begin The input
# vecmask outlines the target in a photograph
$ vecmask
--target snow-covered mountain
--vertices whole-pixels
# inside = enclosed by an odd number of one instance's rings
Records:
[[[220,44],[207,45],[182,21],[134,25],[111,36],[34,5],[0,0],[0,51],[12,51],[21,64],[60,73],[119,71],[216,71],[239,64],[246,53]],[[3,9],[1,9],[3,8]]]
end The input
(What the exercise asks):
Copy the items above, substituting "rocky ridge" for "snow-covered mountain" and leaving every other character unchanged.

(Worked answer):
# vecmask outlines the target in a photograph
$ vecmask
--target rocky ridge
--vertices whole-pixels
# inside = enclosed by an odd number of one instance's rings
Records:
[[[220,44],[207,45],[182,21],[134,25],[111,36],[34,5],[0,0],[0,51],[12,51],[21,64],[60,73],[119,71],[216,71],[239,64],[246,53]],[[3,9],[1,9],[3,8]]]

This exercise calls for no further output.